== GIVEN ENTRIES ==
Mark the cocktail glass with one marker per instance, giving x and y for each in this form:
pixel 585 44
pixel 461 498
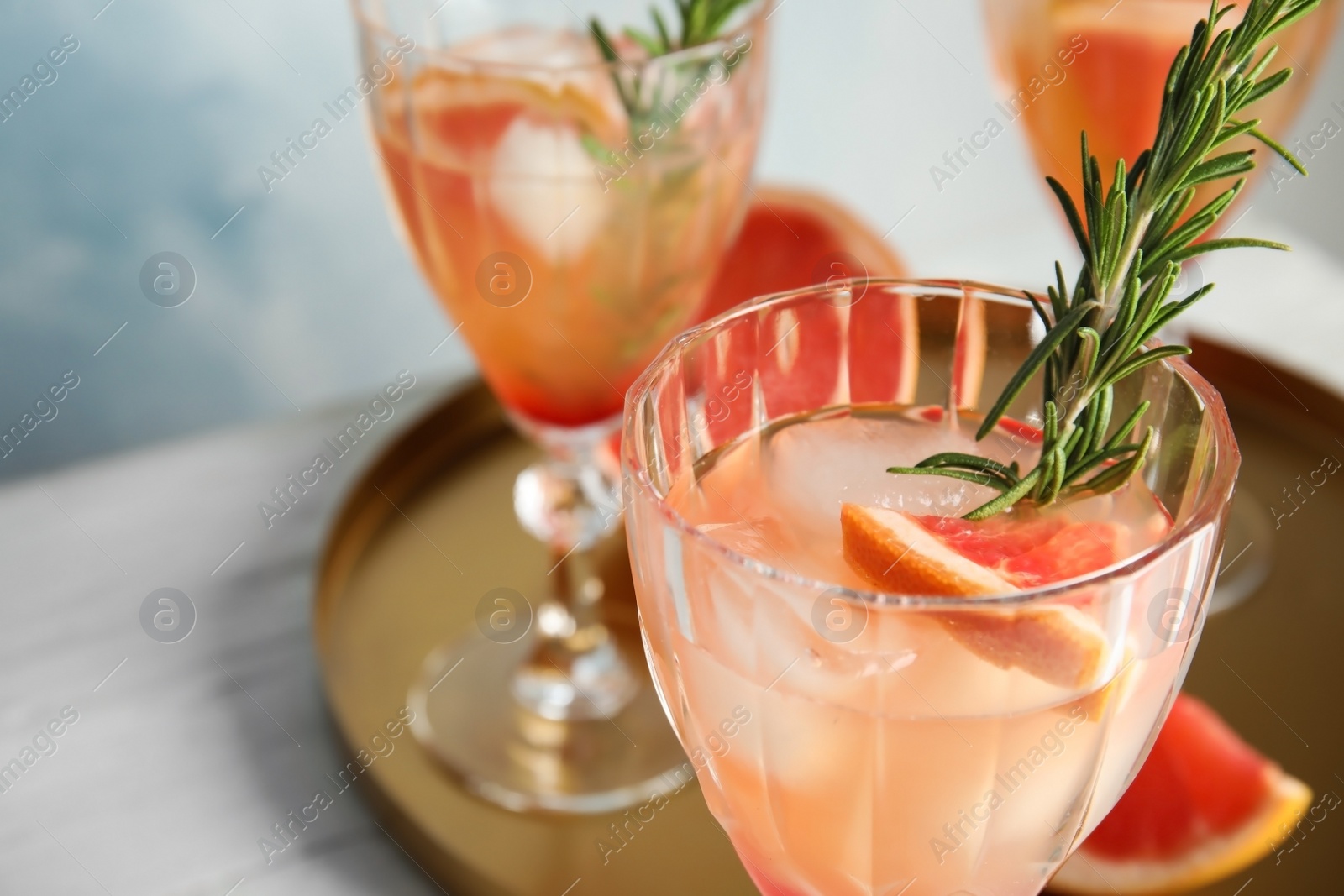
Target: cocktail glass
pixel 569 212
pixel 1100 66
pixel 848 741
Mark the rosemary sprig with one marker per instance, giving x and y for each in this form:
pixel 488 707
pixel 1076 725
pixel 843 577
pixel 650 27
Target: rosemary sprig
pixel 1133 244
pixel 701 24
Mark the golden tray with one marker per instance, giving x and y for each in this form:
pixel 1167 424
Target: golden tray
pixel 430 528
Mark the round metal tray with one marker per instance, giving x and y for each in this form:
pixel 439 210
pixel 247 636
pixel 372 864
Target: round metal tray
pixel 429 530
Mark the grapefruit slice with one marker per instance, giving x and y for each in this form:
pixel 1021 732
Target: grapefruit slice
pixel 954 558
pixel 1203 806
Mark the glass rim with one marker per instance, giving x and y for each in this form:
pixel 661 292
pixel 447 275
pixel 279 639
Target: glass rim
pixel 764 8
pixel 1210 504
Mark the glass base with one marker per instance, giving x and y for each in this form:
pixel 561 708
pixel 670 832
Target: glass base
pixel 470 719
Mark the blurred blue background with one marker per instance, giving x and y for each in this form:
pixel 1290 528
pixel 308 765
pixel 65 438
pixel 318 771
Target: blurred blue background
pixel 152 134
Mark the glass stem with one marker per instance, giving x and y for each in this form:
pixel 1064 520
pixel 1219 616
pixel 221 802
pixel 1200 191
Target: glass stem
pixel 571 500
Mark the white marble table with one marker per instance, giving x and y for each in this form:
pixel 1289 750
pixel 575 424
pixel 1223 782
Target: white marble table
pixel 183 755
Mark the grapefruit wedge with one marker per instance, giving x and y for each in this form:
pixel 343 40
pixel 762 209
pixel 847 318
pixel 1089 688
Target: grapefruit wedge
pixel 940 557
pixel 1205 806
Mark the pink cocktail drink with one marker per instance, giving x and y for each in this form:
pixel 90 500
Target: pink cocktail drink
pixel 904 743
pixel 569 238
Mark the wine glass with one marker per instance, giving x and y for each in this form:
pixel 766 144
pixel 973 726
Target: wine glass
pixel 1066 66
pixel 855 741
pixel 569 210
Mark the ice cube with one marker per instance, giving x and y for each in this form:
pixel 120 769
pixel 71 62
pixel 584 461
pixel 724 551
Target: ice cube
pixel 542 181
pixel 531 46
pixel 763 539
pixel 816 466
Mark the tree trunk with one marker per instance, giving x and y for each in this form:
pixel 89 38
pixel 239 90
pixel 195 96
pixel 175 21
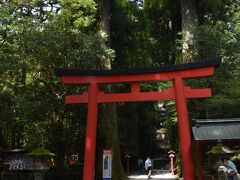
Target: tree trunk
pixel 189 22
pixel 110 110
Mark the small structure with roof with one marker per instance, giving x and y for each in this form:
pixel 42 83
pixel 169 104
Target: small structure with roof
pixel 215 136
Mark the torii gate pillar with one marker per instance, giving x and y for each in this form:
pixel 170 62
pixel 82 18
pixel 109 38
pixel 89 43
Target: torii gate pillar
pixel 179 92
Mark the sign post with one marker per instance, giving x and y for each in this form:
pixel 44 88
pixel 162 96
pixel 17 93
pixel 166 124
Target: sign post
pixel 107 164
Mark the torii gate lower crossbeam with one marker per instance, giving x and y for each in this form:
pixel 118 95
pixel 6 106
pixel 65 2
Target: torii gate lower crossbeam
pixel 176 74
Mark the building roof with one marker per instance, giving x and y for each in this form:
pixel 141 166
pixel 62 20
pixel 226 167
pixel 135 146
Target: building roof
pixel 216 129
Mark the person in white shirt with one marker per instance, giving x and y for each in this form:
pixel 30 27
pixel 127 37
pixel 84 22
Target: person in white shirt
pixel 149 166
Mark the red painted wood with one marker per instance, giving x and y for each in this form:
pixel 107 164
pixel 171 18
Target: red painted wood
pixel 184 130
pixel 192 73
pixel 90 144
pixel 138 96
pixel 179 93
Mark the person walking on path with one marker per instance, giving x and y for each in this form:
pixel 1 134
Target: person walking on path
pixel 231 168
pixel 149 166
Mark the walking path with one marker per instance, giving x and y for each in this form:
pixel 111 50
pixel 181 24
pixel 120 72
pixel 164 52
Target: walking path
pixel 156 175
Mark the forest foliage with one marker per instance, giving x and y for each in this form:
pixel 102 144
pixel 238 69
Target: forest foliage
pixel 37 36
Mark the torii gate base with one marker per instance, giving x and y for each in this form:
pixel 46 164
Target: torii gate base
pixel 179 92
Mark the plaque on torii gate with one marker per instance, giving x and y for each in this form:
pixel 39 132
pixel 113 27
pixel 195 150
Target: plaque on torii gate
pixel 179 92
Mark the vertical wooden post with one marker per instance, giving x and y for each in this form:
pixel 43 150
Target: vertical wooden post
pixel 184 130
pixel 90 145
pixel 199 161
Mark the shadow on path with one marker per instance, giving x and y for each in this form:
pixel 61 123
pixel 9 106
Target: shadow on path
pixel 157 174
===
**BRIEF:** Copy all the data exactly as written, but skip any picture.

**ANSWER AREA:**
Mark the cocktail glass with one marker per instance, giving x and y for each in this form:
pixel 585 44
pixel 461 498
Target: cocktail glass
pixel 569 212
pixel 1100 66
pixel 848 741
Mark the rosemary sprig with one marker per instance, giving x and y for each in this form:
pixel 488 707
pixel 1076 725
pixel 843 577
pixel 650 27
Target: rosemary sprig
pixel 1133 244
pixel 701 24
Mark the golden tray with one marker per instance, giving x and y for each in this form:
pixel 1167 424
Target: golden tray
pixel 430 528
Mark the round metal tray with one marker per instance, giving x and y for each in this form:
pixel 439 210
pixel 247 636
pixel 372 864
Target: round metal tray
pixel 429 530
Mark the grapefruit slice with one marker per instance, giving x and y for each in this form:
pixel 1021 732
Target: grapefruit slice
pixel 954 558
pixel 1203 806
Mark the glass rim with one marker per instance, giving x and y for each in this form:
pixel 661 292
pixel 447 275
pixel 279 639
Target: glass rim
pixel 764 8
pixel 1210 504
Mark the glass base with one marker per instance, giving x and y for each in this form:
pixel 561 708
pixel 670 832
Target: glass base
pixel 470 719
Mark the blurred blue background with one marker per instance, giving x and y for each in this form:
pixel 1290 528
pixel 308 765
pixel 65 438
pixel 318 771
Target: blurred blue background
pixel 152 134
Mark the glass stem with one marker per instance, giving x and y for each in this form:
pixel 1064 520
pixel 1219 616
pixel 221 802
pixel 1200 191
Target: glass stem
pixel 571 500
Mark the white marble table with one marker per instance, giving x and y for each in this form:
pixel 1289 750
pixel 575 424
pixel 1223 782
Target: white marble table
pixel 183 755
Mark the grapefruit wedge with one marker per instance, giving x and y for each in this form:
pixel 343 40
pixel 762 209
pixel 847 318
pixel 1089 688
Target: grapefruit wedge
pixel 940 557
pixel 1205 806
Mark the pink cocktail drink with one marker per instance, giving x and y for each in this form:
pixel 90 500
Target: pink cocktail drink
pixel 904 743
pixel 569 238
Mark the wine glass with one marker per instance, giving x and y for each in this form:
pixel 766 144
pixel 973 726
Target: wine glass
pixel 1066 66
pixel 855 741
pixel 569 210
Mark the ice cube with one marker per instance, giving x and y for each in this form:
pixel 120 769
pixel 71 62
pixel 584 461
pixel 724 551
Target: ice cube
pixel 542 181
pixel 531 46
pixel 763 539
pixel 816 466
Mark the tree trunk with one marker per instance, giving x and y for each in this form:
pixel 89 38
pixel 239 90
pixel 195 96
pixel 175 21
Target: tree trunk
pixel 189 22
pixel 110 110
Mark the small structure with roof with one marker per instance, giving x and y for each in this form:
pixel 42 83
pixel 169 104
Target: small structure with roof
pixel 215 136
Mark the torii gate pillar with one marker per instance, giving x and y for each in this form:
pixel 170 62
pixel 82 18
pixel 109 38
pixel 89 43
Target: torii gate pillar
pixel 179 92
Mark the sign post with one marker per instance, giving x and y for each in this form:
pixel 44 88
pixel 162 96
pixel 17 93
pixel 166 124
Target: sign post
pixel 107 164
Mark the torii gate lower crossbeam with one marker per instance, giving x and y for each in this form:
pixel 118 95
pixel 6 106
pixel 65 2
Target: torii gate lower crossbeam
pixel 176 74
Mark the building roof with one marker per instance, giving x and y for each in this form:
pixel 141 166
pixel 62 20
pixel 226 167
pixel 135 146
Target: building roof
pixel 216 129
Mark the person in white shirt with one marker per instance, giving x and y for each in this form:
pixel 30 27
pixel 127 37
pixel 84 22
Target: person in white shirt
pixel 149 166
Mark the red painted wood with one marker per instance, giving x and y for each in this form:
pixel 107 164
pixel 171 18
Target: red painted wood
pixel 184 130
pixel 192 73
pixel 90 144
pixel 138 96
pixel 179 93
Mark the person walking on path with one marker per instance, giving x and y for each in this form:
pixel 1 134
Target: person walking on path
pixel 231 168
pixel 149 166
Mark the walking path with one marker per instance, giving x and y for each in this form:
pixel 111 50
pixel 181 24
pixel 120 72
pixel 164 52
Target: walking path
pixel 156 175
Mark the forest foliage with one marker per instance, giving x and y for each in this form:
pixel 102 144
pixel 238 69
Target: forest foliage
pixel 37 36
Mark the torii gate base with one marker per instance, giving x and y for each in this form:
pixel 46 164
Target: torii gate base
pixel 179 92
Mark the plaque on torii gate with one marker per instance, giving x and y for each in this form:
pixel 39 132
pixel 113 27
pixel 195 150
Target: plaque on torii gate
pixel 179 92
Mark the vertical wooden post with one marker per instance, giving x and y for each in this form:
pixel 43 150
Target: vertical wooden post
pixel 184 130
pixel 90 145
pixel 199 161
Mark the shadow on path with one marker per instance, giving x and y for each in this form:
pixel 61 123
pixel 9 106
Target: shadow on path
pixel 157 174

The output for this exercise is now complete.